■ TEXT SHOWN
* * * * * * *

Figure 2

Establishment of POMC^NTR and AgRP4.7^NTR transgenic fish and neuron ablation tests. (A) Schematic diagram of the DNA construct used to generate POMC^NTR and AgRP4.7^NTR transgenic zebrafish lines. Fluorescence images of (1) POMC^NTR and (3) AgRP4.7^NTR larval head at 5 days post-fertilization (dpf) (Scale bar: 200 µm). Confocal images of (2) pro-opiomelanocortin (POMC) neurons of POMC^NTR and (4) AgRP neurons of AgRP4.7^NTR at 5 dpf (Scale bar: 20 µm). (B) Left: Fluorescence images of (1) POMC^NTR transgenic zebrafish larvae at 5 dpf and (2) metronidazole (MTZ)-treated POMC^NTR transgenic zebrafish larvae at 5 dpf, n = 3. Scale bar: 500 µm. Right: quantification diagram of fluorescence intensity. All values are the mean ± standard error of the mean (SEM), n = 30. *** p < 0.001. (C) Whole mount in situ hybridization (WISH) assays showing the expression signals of pomc transcripts in POMC neurons in wild-type (WT) and POMC^NTR larvae at 5 dpf, n = 30. Scale bar: 100 µm. (D) Left: Fluorescence images of (1) AgRP4.7^NTR transgenic zebrafish larvae at 5 dpf and (2) MTZ-treated AgRP4.7^NTR transgenic zebrafish larvae at 5 dpf, n = 3. Scale bar: 500 µm. Right: quantification diagram of fluorescence intensity. All values reported as mean ± SEM, n = 30. ** p < 0.01. (E) WISH assay results showing the expression signals of agrp transcripts in AgRP neurons in WT and AgRP4.7^NTR larvae at 5 dpf. Scale bar: 100 µm.

* * * * * * *

Items from a data source
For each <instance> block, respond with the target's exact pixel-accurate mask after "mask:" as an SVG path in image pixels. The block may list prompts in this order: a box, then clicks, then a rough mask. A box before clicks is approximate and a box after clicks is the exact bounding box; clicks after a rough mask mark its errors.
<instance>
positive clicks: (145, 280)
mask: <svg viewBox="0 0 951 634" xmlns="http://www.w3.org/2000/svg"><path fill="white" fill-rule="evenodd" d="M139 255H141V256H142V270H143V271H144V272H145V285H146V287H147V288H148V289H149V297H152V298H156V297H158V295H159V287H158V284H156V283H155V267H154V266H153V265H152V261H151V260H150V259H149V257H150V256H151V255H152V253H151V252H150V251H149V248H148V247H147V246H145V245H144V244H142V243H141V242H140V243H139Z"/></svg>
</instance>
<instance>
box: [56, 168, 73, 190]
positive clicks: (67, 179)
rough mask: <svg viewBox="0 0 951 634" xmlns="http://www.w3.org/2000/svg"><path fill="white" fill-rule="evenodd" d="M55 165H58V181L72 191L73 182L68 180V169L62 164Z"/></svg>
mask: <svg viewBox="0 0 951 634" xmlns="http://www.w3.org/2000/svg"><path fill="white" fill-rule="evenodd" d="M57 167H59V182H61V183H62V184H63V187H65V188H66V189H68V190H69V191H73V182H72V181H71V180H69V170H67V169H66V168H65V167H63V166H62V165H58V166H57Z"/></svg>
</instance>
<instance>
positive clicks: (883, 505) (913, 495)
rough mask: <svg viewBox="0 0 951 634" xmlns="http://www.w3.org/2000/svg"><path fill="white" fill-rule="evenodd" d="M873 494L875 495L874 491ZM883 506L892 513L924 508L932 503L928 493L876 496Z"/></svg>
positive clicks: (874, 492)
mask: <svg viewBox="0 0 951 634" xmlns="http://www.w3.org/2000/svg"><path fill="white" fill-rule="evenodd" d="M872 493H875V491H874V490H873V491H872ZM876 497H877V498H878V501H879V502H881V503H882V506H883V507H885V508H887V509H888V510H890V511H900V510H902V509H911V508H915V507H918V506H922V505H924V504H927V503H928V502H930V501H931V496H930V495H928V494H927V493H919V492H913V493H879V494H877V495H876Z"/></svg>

* * * * * * *

■ TO DO
Per the figure caption, what purpose do the whole mount in situ hybridization (WISH) assays in panel (C) serve?

■ ANSWER SECTION
The WISH assays in panel (C) show the expression signals of pomc transcripts in POMC neurons. They compare wild-type (WT) and POMC^NTR larvae at 5 dpf, with n = 30.